WRITTEN REQUEST ▸ Extract every line in the items below that contains the word "woman".

DATA TO PROCESS ▸
◆ ◆ ◆ ◆ ◆
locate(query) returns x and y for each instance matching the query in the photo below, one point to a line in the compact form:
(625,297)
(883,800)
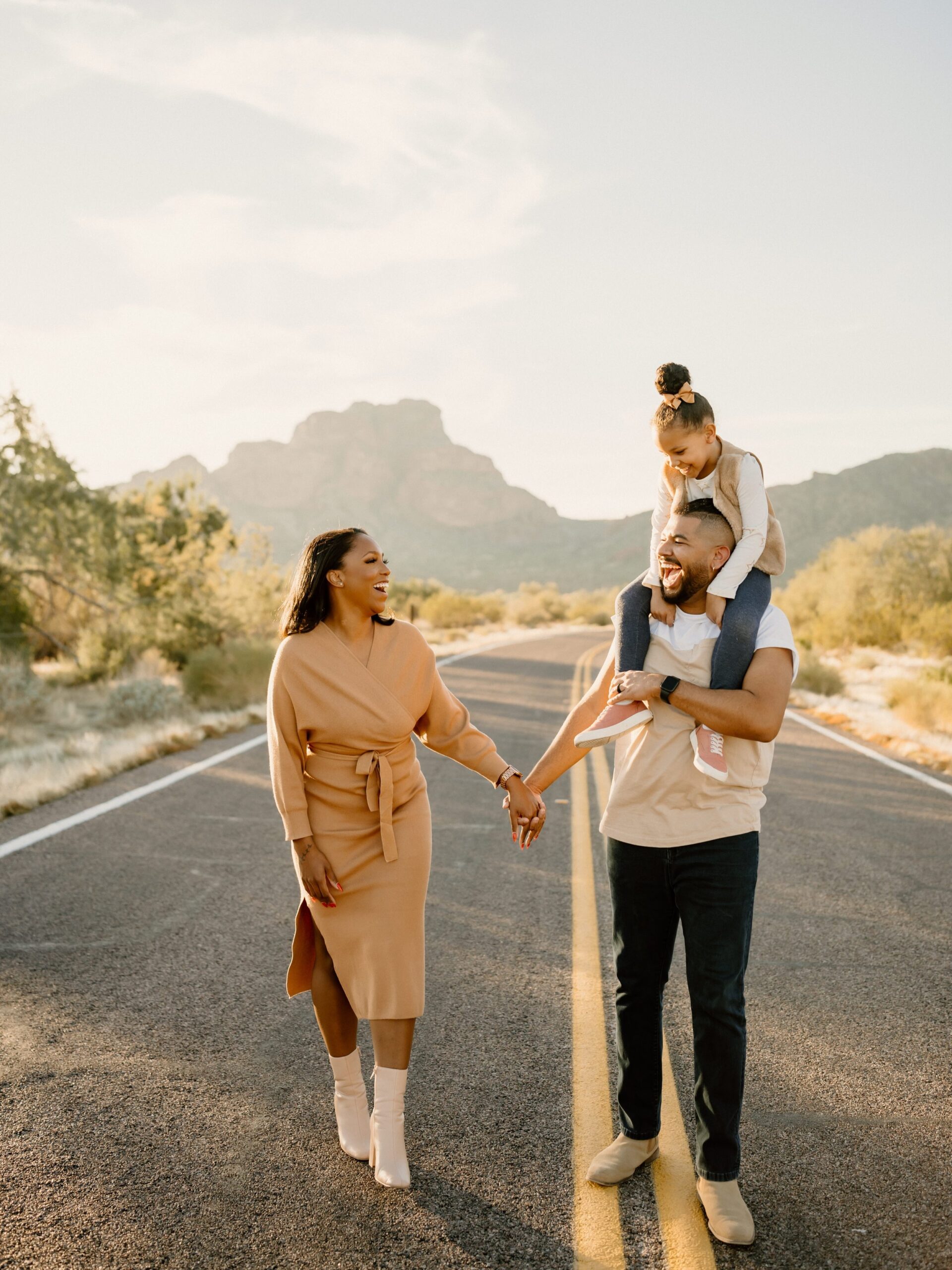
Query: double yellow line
(598,1231)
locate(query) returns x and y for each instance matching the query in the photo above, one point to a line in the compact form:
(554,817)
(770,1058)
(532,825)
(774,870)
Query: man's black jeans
(710,888)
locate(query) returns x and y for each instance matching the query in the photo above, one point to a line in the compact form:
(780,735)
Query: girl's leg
(737,643)
(393,1039)
(338,1024)
(633,610)
(332,1009)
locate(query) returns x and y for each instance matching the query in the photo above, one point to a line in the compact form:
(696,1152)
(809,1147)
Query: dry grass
(924,701)
(817,676)
(37,772)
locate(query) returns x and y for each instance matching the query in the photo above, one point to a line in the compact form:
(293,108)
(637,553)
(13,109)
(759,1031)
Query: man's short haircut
(704,509)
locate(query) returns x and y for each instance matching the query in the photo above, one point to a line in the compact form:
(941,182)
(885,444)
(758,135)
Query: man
(685,847)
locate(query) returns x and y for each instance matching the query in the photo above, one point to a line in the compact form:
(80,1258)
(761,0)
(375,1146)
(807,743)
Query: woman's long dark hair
(307,602)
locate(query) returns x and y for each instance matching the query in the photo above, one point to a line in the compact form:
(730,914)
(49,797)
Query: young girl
(700,465)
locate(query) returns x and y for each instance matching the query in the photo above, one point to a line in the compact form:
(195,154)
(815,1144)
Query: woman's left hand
(527,812)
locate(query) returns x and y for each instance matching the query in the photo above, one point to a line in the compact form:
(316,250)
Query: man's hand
(635,686)
(714,607)
(662,610)
(527,812)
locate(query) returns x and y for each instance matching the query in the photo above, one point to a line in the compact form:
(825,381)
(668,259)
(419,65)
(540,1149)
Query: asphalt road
(163,1104)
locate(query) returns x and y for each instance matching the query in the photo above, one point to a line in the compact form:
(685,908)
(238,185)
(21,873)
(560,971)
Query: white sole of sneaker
(702,766)
(602,736)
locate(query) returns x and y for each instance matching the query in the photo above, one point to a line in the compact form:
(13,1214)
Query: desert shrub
(102,652)
(595,607)
(140,700)
(815,676)
(924,701)
(407,597)
(457,609)
(21,691)
(229,676)
(866,661)
(931,629)
(535,605)
(879,588)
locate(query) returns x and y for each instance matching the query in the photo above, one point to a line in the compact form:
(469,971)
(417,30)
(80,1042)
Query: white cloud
(73,7)
(416,180)
(413,158)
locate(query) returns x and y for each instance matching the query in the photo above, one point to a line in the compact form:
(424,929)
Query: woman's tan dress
(345,770)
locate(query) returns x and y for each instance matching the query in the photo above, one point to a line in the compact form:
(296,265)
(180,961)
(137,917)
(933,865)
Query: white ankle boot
(388,1148)
(351,1105)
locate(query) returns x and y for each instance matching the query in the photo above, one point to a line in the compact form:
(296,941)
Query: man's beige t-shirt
(659,798)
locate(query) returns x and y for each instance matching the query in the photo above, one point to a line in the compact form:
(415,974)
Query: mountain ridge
(445,511)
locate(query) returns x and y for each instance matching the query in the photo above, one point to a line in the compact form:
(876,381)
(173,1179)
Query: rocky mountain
(442,511)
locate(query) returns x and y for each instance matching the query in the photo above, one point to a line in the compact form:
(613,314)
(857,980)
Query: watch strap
(506,775)
(669,685)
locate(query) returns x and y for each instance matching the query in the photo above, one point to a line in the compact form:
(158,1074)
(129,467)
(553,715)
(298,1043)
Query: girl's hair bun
(672,378)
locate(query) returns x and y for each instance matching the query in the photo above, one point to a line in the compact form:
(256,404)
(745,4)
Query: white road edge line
(91,813)
(871,754)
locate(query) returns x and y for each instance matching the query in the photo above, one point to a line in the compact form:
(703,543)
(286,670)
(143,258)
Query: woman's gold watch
(504,776)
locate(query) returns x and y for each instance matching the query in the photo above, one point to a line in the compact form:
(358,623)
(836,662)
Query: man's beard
(692,581)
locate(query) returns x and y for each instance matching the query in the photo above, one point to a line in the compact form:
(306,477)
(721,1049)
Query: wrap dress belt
(380,795)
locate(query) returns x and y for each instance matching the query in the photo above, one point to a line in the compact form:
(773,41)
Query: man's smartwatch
(668,685)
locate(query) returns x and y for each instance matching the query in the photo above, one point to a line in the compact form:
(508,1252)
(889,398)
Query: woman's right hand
(316,874)
(662,610)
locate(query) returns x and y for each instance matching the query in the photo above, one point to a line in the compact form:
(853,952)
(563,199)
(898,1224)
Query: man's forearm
(735,713)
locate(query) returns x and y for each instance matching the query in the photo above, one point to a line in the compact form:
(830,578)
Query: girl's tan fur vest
(725,500)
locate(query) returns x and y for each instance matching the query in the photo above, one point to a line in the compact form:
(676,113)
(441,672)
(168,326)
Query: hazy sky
(220,216)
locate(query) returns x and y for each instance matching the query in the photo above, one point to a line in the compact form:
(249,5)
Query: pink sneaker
(613,720)
(709,752)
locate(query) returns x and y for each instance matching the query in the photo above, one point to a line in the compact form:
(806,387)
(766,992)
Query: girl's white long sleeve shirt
(752,497)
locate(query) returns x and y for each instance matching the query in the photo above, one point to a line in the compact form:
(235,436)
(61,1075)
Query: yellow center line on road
(683,1226)
(598,1228)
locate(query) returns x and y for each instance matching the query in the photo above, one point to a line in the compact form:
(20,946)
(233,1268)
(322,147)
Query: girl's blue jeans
(735,645)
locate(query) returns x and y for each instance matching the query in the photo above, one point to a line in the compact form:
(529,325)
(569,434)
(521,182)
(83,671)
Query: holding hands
(527,812)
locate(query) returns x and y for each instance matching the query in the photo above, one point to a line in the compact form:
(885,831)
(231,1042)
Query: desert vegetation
(881,588)
(134,624)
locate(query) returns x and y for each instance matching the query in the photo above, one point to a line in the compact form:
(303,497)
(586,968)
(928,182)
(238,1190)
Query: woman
(347,694)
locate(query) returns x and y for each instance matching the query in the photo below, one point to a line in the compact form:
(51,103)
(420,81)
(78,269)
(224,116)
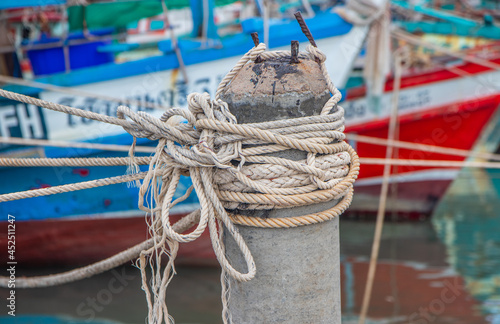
◆ ◆ ◆ ◆ ◆
EXPECTED OUTPUT ▸
Query: woman's long dark hair
Query: woman's left hand
Query: woman's tan dress
Query: woman's gold watch
Query: woman's right hand
Query: woman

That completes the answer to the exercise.